### WHAT YOU NEED TO DO
A. Check each statement against the passage on the UC Medical School's split campus. Answer yes or no for each, quoting the words from the passage that decide it: (i) After the 1906 earthquake, moving the sciences from San Francisco to Berkeley was viewed as temporary. (ii) Clinical training was centered at Berkeley. (iii) The split between campuses was resolved before the Second World War.
B. Transcribe the passage on the UC Medical School's split campus word for word, from "As the Great" up to and including "Second World War.".

### SOURCE DOCUMENT
....

"The complete school in touch with the rest of the university represents the normal and correct form. The study of medicine must center around disease in concrete, individual forms. The ease with which the clinic and the laboratories may there illuminate each other is an incontestable advantage to both." Abraham Flexner, Medical Education in the United States and Canada: A Report to the Carnegie Foundation for the Advancement of Teaching (Boston: The Merrymount Press, D. R. Updike, 1910) p. 72.
As the Great War ended and the nation passed into a prosperous new decade, the single most important issue for the UC Medical School continued to be the problem of the split campus. In the wake of the 1906 earthquake, the displacement of the sciences from San Francisco to Berkeley was viewed as a temporary measure. With science instruction ensconced in teaching laboratories at Berkeley while clinical training was centered at the SF County Hospital and Parnassus Heights in San Francisco, students were forced to function in two very different environments. Despite much rhetoric about consolidation of the campuses and frequent pronouncements of plans for change, the rift would continue to plague the medical school and the university until well after the Second World War.

....

### Stored records
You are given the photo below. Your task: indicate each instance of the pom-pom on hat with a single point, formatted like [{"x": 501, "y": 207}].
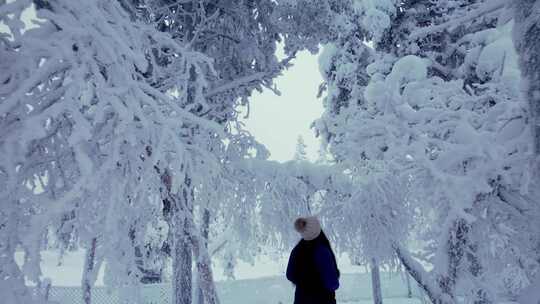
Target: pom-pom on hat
[{"x": 308, "y": 227}]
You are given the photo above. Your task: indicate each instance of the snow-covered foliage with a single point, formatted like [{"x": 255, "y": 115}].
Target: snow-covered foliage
[
  {"x": 86, "y": 122},
  {"x": 437, "y": 103}
]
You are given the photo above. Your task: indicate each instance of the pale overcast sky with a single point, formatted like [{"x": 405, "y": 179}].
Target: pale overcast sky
[{"x": 276, "y": 121}]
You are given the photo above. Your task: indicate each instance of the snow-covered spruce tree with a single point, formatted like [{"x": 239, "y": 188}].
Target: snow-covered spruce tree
[
  {"x": 442, "y": 107},
  {"x": 300, "y": 153},
  {"x": 527, "y": 41},
  {"x": 85, "y": 124}
]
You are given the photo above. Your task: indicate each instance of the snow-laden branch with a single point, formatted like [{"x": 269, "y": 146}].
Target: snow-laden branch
[
  {"x": 236, "y": 84},
  {"x": 490, "y": 7}
]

....

### ANSWERS TO THE PROBLEMS
A.
(i) Yes: "the displacement of the sciences from San Francisco to Berkeley was viewed as a temporary measure"
(ii) No: "clinical training was centered at the SF County Hospital and Parnassus Heights in San Francisco"
(iii) No: "the rift would continue to plague the medical school and the university until well after the Second World War"

B.
As the Great War ended and the nation passed into a prosperous new decade, the single most important issue for the UC Medical School continued to be the problem of the split campus. In the wake of the 1906 earthquake, the displacement of the sciences from San Francisco to Berkeley was viewed as a temporary measure. With science instruction ensconced in teaching laboratories at Berkeley while clinical training was centered at the SF County Hospital and Parnassus Heights in San Francisco, students were forced to function in two very different environments. Despite much rhetoric about consolidation of the campuses and frequent pronouncements of plans for change, the rift would continue to plague the medical school and the university until well after the Second World War.